COMPITI DA SVOLGERE:
1 - Ricopia dall'articolo sul cinema ideologico alla Berlinale il passo che comincia con le parole "Quando durante i" e si chiude dopo le parole "politico-sociale. Davvero imperdonabile.".
2 - Stabilisci se ciascuna affermazione concorda con l'articolo sul cinema ideologico alla Berlinale. Rispondi sì o no e cita tra virgolette le parole dell'articolo che lo decidono. (a) Il festival si è svolto in una Berlino dal clima mite. (b) L'articolo paragona l'ideologia all'alitosi, richiamando Slavoj Žižek. (c) Al festival erano presenti meno di mille giornalisti.
3 - Riprendi l'articolo sul cinema ideologico alla Berlinale e proseguilo a partire dalla sua ultima frase.

ESTRATTO DEL DOCUMENTO:
+++++
Tre immagini di cinema “ideologico” dalla Berlinale / Guardare Marx a Berlino

16 Febbraio 2017

Quando durante i festival del cinema i miei colleghi che si occupano di critica cinematografica usano l’espressione “cinema ideologico”, solitamente lo fanno in senso dispregiativo, quasi a mo’ di insulto. Il cinema ideologico infatti si macchierebbe di una delle colpe più infamanti per l’atmosfera culturale di oggi: quella di procedere “a tesi”; di lasciare trasparire in modo troppo chiaro la propria collocazione politico-culturale; quella insomma di non essere capace di guardare un’immagine “senza pregiudizi” ma dandone sempre delle sovra-interpretazioni. Il cinema ideologico insomma sarebbe quello che riduce l’immagine a un’interpretazione a senso unico, spesso di stampo politico-sociale. Davvero imperdonabile. 

 

L’ideologia, si sa, è almeno da qualche decennio a questa parte che non gode di ottima salute. Perché come diceva Slavoj Žižek, l’ideologia è un po’ come l’alitosi: ce l’ha sempre qualcun altro. Tuttavia non è ben chiaro che cosa possa essere un cinema non-ideologico: uno oggettivo? Che guarda il mondo così com’è? Uno che sia completamente liberato dai pregiudizi? Esiste un’immagine senza una collocazione parziale del proprio sguardo (ma il cinema poi non è la costruzione di una parzialità del proprio sguardo)? Il discorso sarebbe infatti da capovolgere. Perché non è certo una novità il fatto che l’ideologia si presenti in modo dissimulato – come dicono gli americani: è un wolf in sheep's clothing, un lupo travestito da pecorella – e che la proposizione ideologica per eccellenza sia proprio quella della fine delle ideologie. È un po’ quello che dice Keyser Söze ne I soliti sospetti: “Il più grande inganno del diavolo è stato quello di far credere al mondo che lui non esiste”. E così dell’ideologia. 

 

Il giovane Marx.

 

Al Festival del Cinema di Berlino, comunemente detta Berlinale, che si è svolta in questi giorni in una capitale tedesca avvolta in un clima polare, invece di cinema platealmente ideologico – ma non per questo meno di qualità – se n’è visto parecchio. E la cosa è tanto più interessante non soltanto perché forse è il segno di un cambiamento di atteggiamento riguardo ai punti di vista “di parte” ma anche perché avviene non nell’ultima roccaforte della cultura militante ma nel più grande festival di pubblico del mondo (300mila biglietti, 4200 giornalisti, più di 500mila presenze). Proveremo qui di seguito a indicare tre luoghi e date immaginari che sono passati in questi giorni sugli schermi di Berlino e che crediamo siano stati in grado di rimettere al centro una narrazione positiva dello sguardo “di parte”.
+++++
SEZIONE DATI:
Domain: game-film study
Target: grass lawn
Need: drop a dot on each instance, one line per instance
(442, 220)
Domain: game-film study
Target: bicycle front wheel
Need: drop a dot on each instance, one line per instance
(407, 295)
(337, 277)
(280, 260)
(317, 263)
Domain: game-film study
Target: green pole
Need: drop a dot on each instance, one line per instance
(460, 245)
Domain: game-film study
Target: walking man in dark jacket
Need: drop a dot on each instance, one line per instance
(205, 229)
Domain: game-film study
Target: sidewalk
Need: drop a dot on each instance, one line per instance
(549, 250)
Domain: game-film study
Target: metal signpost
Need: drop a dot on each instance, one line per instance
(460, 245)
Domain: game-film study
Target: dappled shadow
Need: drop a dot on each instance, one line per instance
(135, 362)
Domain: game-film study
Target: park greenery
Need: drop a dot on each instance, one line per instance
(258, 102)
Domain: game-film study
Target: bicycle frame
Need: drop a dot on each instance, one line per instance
+++++
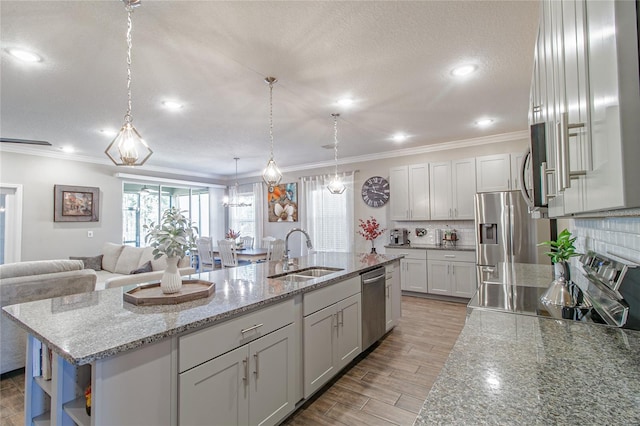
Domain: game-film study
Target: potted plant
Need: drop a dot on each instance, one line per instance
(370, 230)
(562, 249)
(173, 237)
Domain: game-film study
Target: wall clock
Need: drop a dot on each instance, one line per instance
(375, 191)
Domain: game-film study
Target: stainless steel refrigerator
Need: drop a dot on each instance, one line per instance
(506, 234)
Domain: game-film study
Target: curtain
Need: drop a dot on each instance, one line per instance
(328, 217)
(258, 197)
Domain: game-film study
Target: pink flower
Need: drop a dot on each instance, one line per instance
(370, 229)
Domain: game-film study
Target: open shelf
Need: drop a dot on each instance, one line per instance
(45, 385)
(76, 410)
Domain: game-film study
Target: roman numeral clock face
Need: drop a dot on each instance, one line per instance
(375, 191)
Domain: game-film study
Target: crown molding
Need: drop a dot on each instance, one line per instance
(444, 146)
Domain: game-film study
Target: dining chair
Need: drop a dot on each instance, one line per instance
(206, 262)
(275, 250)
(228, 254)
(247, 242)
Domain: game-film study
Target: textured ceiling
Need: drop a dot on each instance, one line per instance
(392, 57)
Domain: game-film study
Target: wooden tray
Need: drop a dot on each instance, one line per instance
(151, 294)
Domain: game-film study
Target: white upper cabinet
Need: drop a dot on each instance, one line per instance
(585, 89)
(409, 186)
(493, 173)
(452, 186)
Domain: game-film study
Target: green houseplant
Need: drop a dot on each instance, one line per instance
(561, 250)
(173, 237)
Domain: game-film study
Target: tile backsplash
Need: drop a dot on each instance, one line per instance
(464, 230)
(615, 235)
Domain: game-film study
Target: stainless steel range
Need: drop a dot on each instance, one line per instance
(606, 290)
+++++
RISPOSTE AI COMPITI:
1 -
Quando durante i festival del cinema i miei colleghi che si occupano di critica cinematografica usano l’espressione “cinema ideologico”, solitamente lo fanno in senso dispregiativo, quasi a mo’ di insulto. Il cinema ideologico infatti si macchierebbe di una delle colpe più infamanti per l’atmosfera culturale di oggi: quella di procedere “a tesi”; di lasciare trasparire in modo troppo chiaro la propria collocazione politico-culturale; quella insomma di non essere capace di guardare un’immagine “senza pregiudizi” ma dandone sempre delle sovra-interpretazioni. Il cinema ideologico insomma sarebbe quello che riduce l’immagine a un’interpretazione a senso unico, spesso di stampo politico-sociale. Davvero imperdonabile.

2 -
(a) No: "in una capitale tedesca avvolta in un clima polare".
(b) Sì: "come diceva Slavoj Žižek, l’ideologia è un po’ come l’alitosi: ce l’ha sempre qualcun altro".
(c) No: "4200 giornalisti".

3 -
Bruxelles, 1848: ovvero il momento in cui Karl Marx e Fredrich Engels scrivono il manifesto del Partito Comunista. Siamo al termine di Le jeune Karl Marx di Raoul Peck, ovvero uno dei film più attesi di questa edizione della Berlinale: biopic sentimentale, fatto da un regista haitiano tra i più intelligentemente politici degli ultimi anni (suo un bellissimo film su Lumumba di qualche anno fa), ricostruisce la gioventù di Karl Marx degli anni Quaranta dell’Ottocento, fino appunto alla redazione del più famoso manifesto programmatico della storia moderna. Fare un film su una figura così ingombrante come Marx è un progetto che metterebbe paura a chiunque (Ėjzenštejn, per dire, non c’era riuscito) eppure Raoul Peck riesce a passare dalla porta stretta che vi è tra la fedeltà alla ricostruzione storica (il film è meticolosissimo anche nei dettagli più secondari) e un racconto di estrema semplicità e efficacia su un giovane intellettuale e militante che attraversa uno dei momenti cruciali della storia europea.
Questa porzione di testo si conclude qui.